WHAT IS NEEDED
From the first line to the last, restate the records word for word, skipping the pictures.

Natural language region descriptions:

━━━━━━━━━━

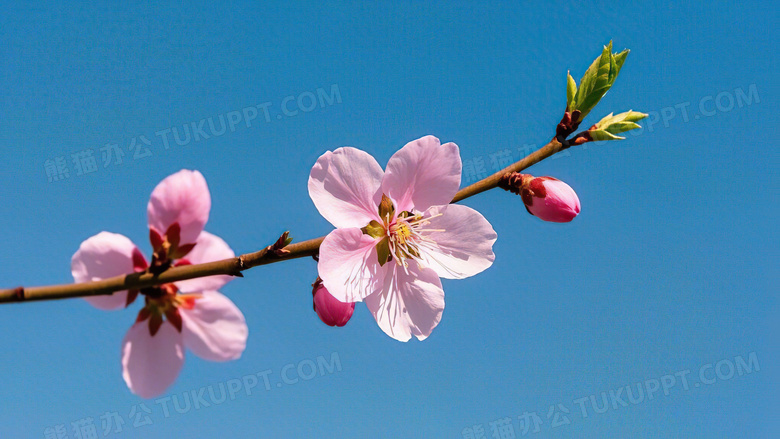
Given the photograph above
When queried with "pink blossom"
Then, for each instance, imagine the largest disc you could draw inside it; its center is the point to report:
(396, 232)
(330, 310)
(189, 313)
(550, 199)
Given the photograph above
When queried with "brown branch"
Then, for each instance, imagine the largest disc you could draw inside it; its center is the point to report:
(234, 266)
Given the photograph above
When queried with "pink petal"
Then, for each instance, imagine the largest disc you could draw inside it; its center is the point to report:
(422, 174)
(464, 247)
(151, 364)
(183, 198)
(208, 248)
(348, 265)
(100, 257)
(344, 185)
(214, 329)
(409, 304)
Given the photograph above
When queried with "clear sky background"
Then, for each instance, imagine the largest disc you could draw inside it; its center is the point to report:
(670, 267)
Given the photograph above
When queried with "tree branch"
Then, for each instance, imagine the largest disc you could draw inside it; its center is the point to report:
(234, 266)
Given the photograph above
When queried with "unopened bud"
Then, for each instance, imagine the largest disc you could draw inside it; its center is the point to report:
(547, 198)
(329, 309)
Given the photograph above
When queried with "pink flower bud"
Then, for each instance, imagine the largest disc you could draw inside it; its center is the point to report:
(330, 310)
(550, 199)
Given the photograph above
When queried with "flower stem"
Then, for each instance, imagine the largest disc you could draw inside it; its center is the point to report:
(234, 266)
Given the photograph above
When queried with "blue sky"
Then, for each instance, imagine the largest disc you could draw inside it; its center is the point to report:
(668, 269)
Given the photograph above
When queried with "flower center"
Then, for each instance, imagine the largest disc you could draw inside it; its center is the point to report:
(401, 237)
(164, 301)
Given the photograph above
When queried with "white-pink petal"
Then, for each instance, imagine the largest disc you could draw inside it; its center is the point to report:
(409, 304)
(344, 186)
(184, 198)
(208, 248)
(100, 257)
(151, 364)
(215, 328)
(463, 247)
(348, 265)
(422, 174)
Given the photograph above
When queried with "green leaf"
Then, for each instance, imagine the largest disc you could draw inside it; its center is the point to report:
(610, 125)
(597, 80)
(571, 90)
(597, 135)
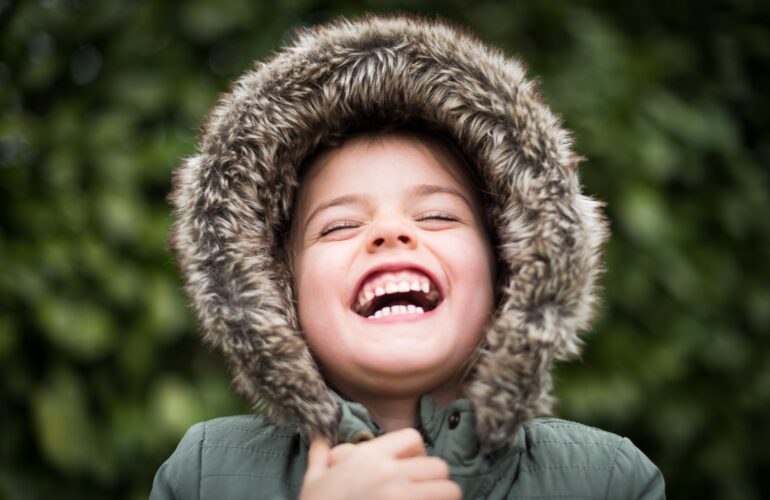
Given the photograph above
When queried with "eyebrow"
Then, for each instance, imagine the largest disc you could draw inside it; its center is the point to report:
(418, 191)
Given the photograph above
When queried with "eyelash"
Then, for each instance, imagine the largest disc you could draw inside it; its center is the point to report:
(350, 224)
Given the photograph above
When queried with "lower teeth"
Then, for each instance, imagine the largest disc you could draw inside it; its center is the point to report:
(397, 310)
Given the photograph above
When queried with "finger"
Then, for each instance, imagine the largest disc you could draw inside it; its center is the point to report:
(435, 490)
(340, 453)
(424, 468)
(317, 458)
(403, 443)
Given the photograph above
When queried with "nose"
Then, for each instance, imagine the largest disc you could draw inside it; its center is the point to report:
(391, 232)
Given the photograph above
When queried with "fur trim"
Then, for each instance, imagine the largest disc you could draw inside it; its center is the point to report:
(233, 203)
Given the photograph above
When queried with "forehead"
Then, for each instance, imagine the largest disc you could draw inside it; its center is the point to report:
(381, 163)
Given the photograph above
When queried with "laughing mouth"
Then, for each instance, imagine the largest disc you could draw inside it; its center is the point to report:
(394, 293)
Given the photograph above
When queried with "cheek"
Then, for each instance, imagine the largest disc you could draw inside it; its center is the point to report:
(321, 289)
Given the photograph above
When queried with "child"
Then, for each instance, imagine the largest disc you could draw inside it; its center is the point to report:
(384, 234)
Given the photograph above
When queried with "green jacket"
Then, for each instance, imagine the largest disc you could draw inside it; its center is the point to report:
(244, 457)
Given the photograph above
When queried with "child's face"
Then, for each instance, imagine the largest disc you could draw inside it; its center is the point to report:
(375, 215)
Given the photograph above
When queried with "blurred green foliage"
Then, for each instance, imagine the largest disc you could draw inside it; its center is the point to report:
(99, 357)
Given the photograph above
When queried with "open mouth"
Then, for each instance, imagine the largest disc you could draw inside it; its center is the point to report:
(389, 293)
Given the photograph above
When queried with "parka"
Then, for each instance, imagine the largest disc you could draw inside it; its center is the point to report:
(233, 204)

━━━━━━━━━━

SOLUTION
Given the photograph above
When queried with "pink blossom"
Then, for each instance, imagine the largest disc you could draw inside it; its center is the point to report:
(396, 232)
(330, 310)
(189, 313)
(550, 199)
Given the photograph above
When queried with "brown branch"
Then, for each instance, imagine the largest disc you could draw inside it; its center is the point to report:
(234, 266)
Given the photograph above
When queried with "pink petal"
Then, for each instance, imagine the largest disc you could draw inside it; its center is the point to report:
(422, 174)
(464, 247)
(151, 364)
(183, 198)
(208, 248)
(348, 265)
(100, 257)
(344, 185)
(214, 329)
(409, 304)
Given the photograph above
When queried with "clear sky background"
Then, for each instance, imagine the largest disc you could draw inside it; its center is the point to report:
(670, 267)
Given the photograph above
When queried with "tree branch"
Then, for each instance, imagine the largest disc you could draw inside it; its center is the point to report:
(234, 266)
Given the photograph above
When queried with "unopened bud"
Then, for each instance, imagine the largest disc you could draw inside it; its center is the point to report:
(547, 198)
(329, 309)
Given the photograph above
When queried with "pink flower bud"
Then, for each instance, imagine the largest disc you could draw inside it; its center is the point to report:
(330, 310)
(550, 199)
Given the photograph above
When queried with "flower stem"
Then, for each instance, imagine the largest disc you could draw inside it; its center is the point to report:
(234, 266)
Given the photograph above
When queried with "blue sky"
Then, for each instance, imagine the largest disc you could draw inside it; its center is the point to report:
(668, 269)
Given the photograph above
When queried with "flower center"
Then, for each instance, imagine the largest disc you could draw inside it; its center is the point to report:
(401, 237)
(164, 301)
Given the photograph above
When queried with "white-pink petal"
Then, for each instance, imagine the largest disc you could draw inside it; its center is the point to report:
(409, 304)
(344, 186)
(184, 198)
(208, 248)
(100, 257)
(151, 364)
(215, 328)
(463, 247)
(348, 265)
(422, 174)
Given the photograph above
When queried with "green leaf"
Then, for each instance, imagine the largest disc you could draw inside it; its center is the point to report:
(610, 125)
(597, 80)
(571, 90)
(597, 135)
Given the photograph above
When queried with "eyebrow"
Then, for each instance, imagine the largest disc you could draw inside it; its center is the point to report:
(418, 191)
Given the photograph above
When queried with "eyelash"
Then, for each instance, imagine the largest disc you could draw inside it; its center is the point to report:
(350, 224)
Given the photograph above
When queried with "lower teeth"
Then, for each instance, imagine the largest disc you could draw inside it; its center is the point to report:
(397, 310)
Given the photograph above
When queried with "finger"
Then, for each instance, imagine the largest disc you could draw inside it; its center is the point to report:
(435, 490)
(340, 453)
(424, 468)
(317, 458)
(403, 443)
Given the photograph above
When queried with "nose"
Then, for each instance, imagine the largest disc you could draw inside it; its center is the point to report:
(391, 232)
Given the photograph above
When queried with "fur trim"
Then, for each instance, imagine the largest disc you could draw inside it; its center is the point to report:
(233, 203)
Given the photograph above
When queried with "forehead"
Then, for each instance, imagine the largest disc you could draw inside it; its center is the point to report:
(381, 163)
Given the photograph above
When queried with "laughing mouth"
Then, for each instance, imagine the largest disc you could draw inside it; its center is the point to report:
(394, 293)
Given the photograph above
When queried with "cheek"
Then, for each instance, imagine the largest disc you could draw inside it; its center is the point to report:
(321, 289)
Given the photograph above
When queried with "child"
Then, for each instance, imagine the largest disc you could draw inside it; its center is the point to report:
(384, 234)
Given the photograph above
When queried with "green jacket"
Then, for each instance, imagine the largest disc you could draw inside it; its center is the point to report:
(244, 457)
Given the photograph above
When queried with "child's face"
Then, for each instance, imagine the largest disc you could draw inside it; its center is the point to report:
(375, 215)
Given the photograph above
When queried with "blurred green foliage"
Then, for each instance, imagine the largest disc you could draw inside it; its center is the point to report:
(99, 357)
Given the photograph above
When queried with "open mouth"
Then, for each instance, imagine the largest disc you could draw inside it; its center is the point to report:
(389, 293)
Given the photograph above
When queried with "parka"
Then, for each instance, imagine the largest disc you could draw inside it; its center is the point to report:
(233, 204)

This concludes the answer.